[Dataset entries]
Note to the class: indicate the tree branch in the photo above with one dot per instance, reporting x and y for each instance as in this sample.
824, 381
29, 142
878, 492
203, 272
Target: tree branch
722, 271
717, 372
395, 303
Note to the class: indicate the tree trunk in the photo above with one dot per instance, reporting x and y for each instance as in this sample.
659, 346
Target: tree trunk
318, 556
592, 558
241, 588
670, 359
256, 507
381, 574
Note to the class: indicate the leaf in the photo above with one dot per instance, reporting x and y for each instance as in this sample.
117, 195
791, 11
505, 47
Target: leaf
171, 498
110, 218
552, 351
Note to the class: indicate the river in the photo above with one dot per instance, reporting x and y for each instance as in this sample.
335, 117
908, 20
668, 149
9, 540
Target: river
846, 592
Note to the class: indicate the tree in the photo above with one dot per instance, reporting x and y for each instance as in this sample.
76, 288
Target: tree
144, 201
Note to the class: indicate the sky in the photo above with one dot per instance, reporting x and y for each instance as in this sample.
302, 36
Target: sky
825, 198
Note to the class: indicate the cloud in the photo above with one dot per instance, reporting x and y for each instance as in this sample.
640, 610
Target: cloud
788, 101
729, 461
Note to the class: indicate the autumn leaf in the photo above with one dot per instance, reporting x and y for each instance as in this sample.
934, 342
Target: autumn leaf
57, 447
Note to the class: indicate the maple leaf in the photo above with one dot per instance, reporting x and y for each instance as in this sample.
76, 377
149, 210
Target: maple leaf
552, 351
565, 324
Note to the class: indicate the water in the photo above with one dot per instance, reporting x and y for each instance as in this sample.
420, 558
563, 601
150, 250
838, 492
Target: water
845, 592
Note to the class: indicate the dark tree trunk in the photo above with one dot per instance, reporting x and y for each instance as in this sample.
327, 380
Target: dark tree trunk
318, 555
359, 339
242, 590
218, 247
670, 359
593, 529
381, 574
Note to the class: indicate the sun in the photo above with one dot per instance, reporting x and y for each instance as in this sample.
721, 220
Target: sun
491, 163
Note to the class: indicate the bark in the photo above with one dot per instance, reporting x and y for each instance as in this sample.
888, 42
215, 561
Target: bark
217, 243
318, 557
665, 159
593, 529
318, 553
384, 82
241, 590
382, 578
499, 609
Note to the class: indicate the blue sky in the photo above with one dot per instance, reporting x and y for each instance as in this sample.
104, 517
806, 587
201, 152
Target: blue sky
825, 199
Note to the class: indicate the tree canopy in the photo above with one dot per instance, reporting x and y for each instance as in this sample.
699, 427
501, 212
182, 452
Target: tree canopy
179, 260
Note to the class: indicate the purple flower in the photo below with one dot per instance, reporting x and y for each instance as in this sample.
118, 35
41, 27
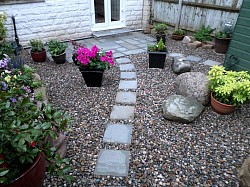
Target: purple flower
4, 86
13, 99
27, 89
4, 63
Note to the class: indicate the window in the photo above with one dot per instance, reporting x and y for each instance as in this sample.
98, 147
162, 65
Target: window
11, 2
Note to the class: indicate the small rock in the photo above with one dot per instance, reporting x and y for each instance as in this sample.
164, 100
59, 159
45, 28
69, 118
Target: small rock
244, 173
181, 109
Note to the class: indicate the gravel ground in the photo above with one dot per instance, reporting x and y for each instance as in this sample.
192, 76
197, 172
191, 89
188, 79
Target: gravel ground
206, 152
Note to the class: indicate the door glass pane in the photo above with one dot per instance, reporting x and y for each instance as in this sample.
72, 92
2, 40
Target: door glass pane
115, 10
99, 11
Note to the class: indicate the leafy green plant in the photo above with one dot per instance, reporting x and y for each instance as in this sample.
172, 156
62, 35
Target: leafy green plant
179, 32
36, 45
25, 126
204, 34
6, 49
39, 96
56, 47
229, 87
222, 35
160, 28
3, 30
159, 47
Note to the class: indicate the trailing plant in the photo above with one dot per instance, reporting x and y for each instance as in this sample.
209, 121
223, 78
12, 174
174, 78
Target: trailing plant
25, 126
179, 32
36, 45
160, 28
159, 47
229, 87
204, 34
56, 47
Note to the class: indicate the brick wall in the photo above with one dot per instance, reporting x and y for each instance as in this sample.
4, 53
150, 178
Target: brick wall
62, 19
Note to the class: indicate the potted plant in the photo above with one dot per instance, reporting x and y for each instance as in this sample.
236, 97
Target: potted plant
92, 63
204, 34
25, 131
229, 89
178, 34
3, 18
157, 55
38, 53
222, 41
160, 30
57, 51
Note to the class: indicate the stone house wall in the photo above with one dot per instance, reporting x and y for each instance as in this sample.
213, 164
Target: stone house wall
64, 19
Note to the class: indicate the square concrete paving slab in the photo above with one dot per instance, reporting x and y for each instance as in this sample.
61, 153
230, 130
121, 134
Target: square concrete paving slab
118, 133
117, 55
112, 162
127, 85
128, 75
193, 58
211, 63
122, 112
123, 60
126, 97
127, 67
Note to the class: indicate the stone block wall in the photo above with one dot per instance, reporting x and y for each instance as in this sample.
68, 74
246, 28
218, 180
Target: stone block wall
62, 19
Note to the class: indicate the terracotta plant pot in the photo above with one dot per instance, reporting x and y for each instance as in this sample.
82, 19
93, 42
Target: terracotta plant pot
221, 108
60, 59
33, 176
39, 56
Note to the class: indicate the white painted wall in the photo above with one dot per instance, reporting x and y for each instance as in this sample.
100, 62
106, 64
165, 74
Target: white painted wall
63, 19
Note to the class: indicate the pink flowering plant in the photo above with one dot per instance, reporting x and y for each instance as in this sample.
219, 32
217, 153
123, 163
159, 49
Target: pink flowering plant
94, 59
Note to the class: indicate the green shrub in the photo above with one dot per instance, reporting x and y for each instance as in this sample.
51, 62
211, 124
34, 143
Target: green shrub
56, 47
204, 34
229, 87
36, 45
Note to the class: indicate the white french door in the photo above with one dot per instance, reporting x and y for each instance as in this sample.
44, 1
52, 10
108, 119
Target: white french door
107, 14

— Assigned task —
If a record contains a picture, drop the picture and repeat the rest exactly.

— Problem solution —
Note to the class: indicate the tree branch in the photo above with one dot per instance, reporting x and y for each instance as in this sample.
824, 381
29, 142
878, 492
203, 272
Target: tree branch
722, 271
717, 372
395, 303
Note to the class: indicate the tree trunk in the photo above with one dot per instance, reporting x and y for each instance as in this sample.
659, 346
Target: tree trunk
318, 556
592, 558
241, 588
670, 359
256, 507
381, 574
Note to the class: indicate the leaf in the photo above with one dot per instance, reporting x and y for each instance as in this sample.
117, 195
791, 11
505, 47
Target: leaf
171, 498
110, 218
552, 351
Note to the class: indicate the river in the photo above with one dot per instance, reporting x and y for each instance as in this sample.
335, 117
908, 20
668, 149
9, 540
Target: river
846, 592
Note to the class: indicate the tree in the photo above with one dot per instance, reporting x and y for each instance as in this sample.
76, 288
Target: tree
144, 201
Note to the class: indicate the sky in the photo above with one dot per instance, reporting x and y for each instance as in this sample.
302, 36
Target: sky
825, 198
Note to the class: indicate the cloud in the photo above with one dot per instance, reporting x and y for each instance as in this sample.
640, 610
Target: cloud
788, 101
729, 461
Note to the class: indicate the autumn leaf in the photo above with one dot per instance, reporting x and y for each instance as in this sample.
934, 342
Target: autumn leaf
57, 447
Note to the class: indicate the maple leaf in the photo above with one dot per instance, reporting x and y for each instance as in this sample.
76, 377
149, 210
Target: maple leaf
552, 351
565, 324
Note to the class: indicate the water in the photo above with one dot per instance, reporting x and y for each instance as in this sample.
420, 558
563, 601
150, 250
838, 492
Target: water
845, 592
Note to the class: indicate the dark tree trunk in the photo above with one dot per instance, reporting x and y for each instance as in this sample.
327, 380
Target: dark tree trunk
318, 555
359, 339
242, 590
218, 247
670, 359
593, 529
381, 574
Note to the class: indicate the sun in the photo above with one dot per instance, reporting x and y for each instance as in this sample.
721, 220
Target: sun
491, 163
Note to the class: indicate the bark in the photo above with one dot per instance, reporting x and y for each instance as in this sample.
888, 42
215, 561
Target: bark
217, 243
318, 557
665, 159
593, 529
318, 553
384, 82
241, 590
382, 578
499, 609
Note to the class: indicate the blue sky in the photo above with one dot per instance, reporting x and y for each instance as in this sample.
104, 517
806, 587
201, 152
Target: blue sky
825, 199
Note to the class: indicate the tree canopy in the photo above with one dot per instance, reporting x and y for each instance as in this sample.
699, 427
501, 212
182, 452
Target: tree canopy
179, 260
Note to the class: indicate the purple flower in the photo below with one dot per instance, reporting x and y for each instance as in this sample.
118, 35
41, 27
Target: purple flower
4, 86
13, 99
27, 89
4, 63
Note to the class: indicate the window in the photo above with one dot per instance, reporting x and y for each instance as in this sample.
98, 147
162, 65
Target: window
11, 2
Note to the class: indicate the small rock in the photo above with one dot per instance, reporting x and y for each instance as in this sample.
164, 100
59, 159
45, 28
69, 118
Target: small rock
244, 173
181, 109
Note to the class: indicate the gravel ground in the photo above with one dot per instance, reporting x and y for each instance as in this sample.
192, 76
197, 172
191, 89
188, 79
Target: gravel ground
206, 152
Note to the class: indicate the door glass pane in the photo above with one dot per instance, reporting x and y for each instance as in this sample.
72, 92
2, 40
Target: door glass pane
115, 10
99, 11
Note to the class: indicate the leafy green plant in the photo above with one dot per instance, reporting x and y for each instance as in this sample.
172, 156
62, 35
Target: leafy green plant
179, 32
36, 45
25, 126
204, 34
6, 49
39, 96
56, 47
229, 87
222, 35
160, 28
3, 30
159, 47
Note to the class: indicate the trailing plant in the photo above with one dot per instance, reporting x and y for each instance as in this sample.
209, 121
223, 78
12, 174
174, 78
Target: trailing plant
25, 126
179, 32
36, 45
160, 28
159, 47
229, 87
204, 34
56, 47
Note to the class: indicate the brick wall in the photo above with one dot per instance, reporting x and y for each instance as in this sample.
4, 53
150, 178
Target: brick wall
62, 19
Note to the class: indicate the potted plant in the photo above with one dot per instance, reporting x and y for each instance as in this sample.
236, 97
Target: potted plant
92, 63
204, 34
25, 131
229, 89
178, 34
3, 18
157, 55
38, 53
222, 41
160, 30
57, 51
Note to the class: indicate the stone house wall in the photo above with one dot per instance, reporting x and y for each instance as in this sample.
213, 164
Target: stone house wall
64, 19
Note to the class: indicate the square concrete paving slab in the photo above with one dot per instance, reporting x and y for each instance as in this sample.
61, 153
230, 130
121, 134
Target: square concrete paving slab
118, 133
117, 55
112, 162
127, 85
128, 75
193, 58
211, 63
122, 112
123, 60
126, 97
127, 67
Note to the class: indicate the stone block wall in the photo above with one dot per instance, reporting x and y for each instance as in this sample.
68, 74
246, 28
218, 180
Target: stone block wall
62, 19
Note to the class: indicate the terracotta plant pot in the photo above with one dot per instance, reporting x and y for each instance as in this sample.
82, 19
93, 42
Target: terracotta plant pot
221, 108
60, 59
33, 176
39, 56
Note to the class: indicate the white painted wall in the photo above with one dot per instance, reporting x and y for each instance as in this sample.
100, 62
106, 64
165, 74
Target: white painted wall
63, 19
Note to the class: indicate the pink flowering plant in the photo above with one dot per instance, reporting x and y for each instance as in this sample.
219, 32
217, 153
123, 163
159, 49
Target: pink flowering plant
94, 59
Note to the class: indicate the green shrub in the photo above with one dot per instance, reporting x and y for each instance as in this sample.
51, 62
211, 124
34, 143
Target: green shrub
56, 47
204, 34
229, 87
36, 45
Note to the class: indicate the white french door in the photo above with one dot per instance, reporting x and y for each instance as in this sample.
44, 1
52, 10
108, 119
Target: white french door
107, 14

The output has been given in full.